::: Text section :::

Worlds End 100k
May 31st, 2025 — Worlds End State Park, Forksville, PA
66.39 miles | ±12,306 ft gain | 18:47:32
Worlds End 100k: The Basics
Worlds End 100k is regarded as one of the most difficult running races on the east coast. It does not boast any individually massive or daunting climbs, but what it does have is a relentless onslaught of mud, uphills, and downhills, accumulating over 12,000 vertical feet of elevation gain over the course of the race. It offers very few flat sections where you can gain time, and oftentimes those flat sections are accompanied by rushing stream and waterfall crossings or deep, shoe sucking mud. The key to completing Worlds End is simple, keep your feet moving. However, don’t think you can have a nice stroll in the woods, as you only have 19 hours to complete this brutal but beautiful course.
Training: The Quiet Work
Getting to that start line was no small thing. Training was a rollercoaster. Ankle and Achilles issues flared in the final weeks leading into Worlds End, leaving me second-guessing the effort I would be capable of putting out. Weekly volume hovered around 50-60 miles with 8-9,000 feet of gain, almost all of it on technical or muddy singletrack. No road running. Just dirt, sweat, and a little doubt.

:::

■ To do:
A) List the three figures given in the race report's stat line beneath the date and location.
B) According to the race report, how long do runners have to complete the Worlds End 100k course?
C) Write the next part of the Worlds End 100k race report, picking up after its final sentence.

::: Data extract :::

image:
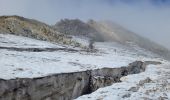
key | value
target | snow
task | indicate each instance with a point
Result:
(25, 64)
(156, 89)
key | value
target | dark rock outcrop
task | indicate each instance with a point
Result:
(65, 86)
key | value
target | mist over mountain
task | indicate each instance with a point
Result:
(148, 18)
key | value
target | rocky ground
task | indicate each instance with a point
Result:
(33, 69)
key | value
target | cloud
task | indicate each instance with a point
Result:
(149, 18)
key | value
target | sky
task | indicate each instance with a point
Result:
(149, 18)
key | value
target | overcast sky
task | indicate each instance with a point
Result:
(149, 18)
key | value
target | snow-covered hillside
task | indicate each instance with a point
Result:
(22, 64)
(154, 83)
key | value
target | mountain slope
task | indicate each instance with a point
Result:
(77, 27)
(114, 32)
(32, 28)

:::

■ Expected results:
A)
66.39 miles
±12,306 ft gain
18:47:32

B) 19 hours.

C)
Races like the Rabid Raccoon 100k and Coopers Rock 50k earlier this year gave me a mental boost when I needed it most. Weekend back-to-backs taught my legs to keep moving even when the mind wanted to quit. I spent many Tuesday nights at “Hills and Friends”, a group of local runners I value and owe much of my development as a trail runner. Dozens of laps around Valley Forge Park with the group helped elevate my hill climbing game, and I didn't even notice the progress taking place over time because the company more than made up for the pain of running up Mt. Misery and Joy every week.
I don’t say this lightly: running has changed my life for the better. It has given me structure, helped me grow as a person, introduced me to new friends, and probably saved me in more ways than one.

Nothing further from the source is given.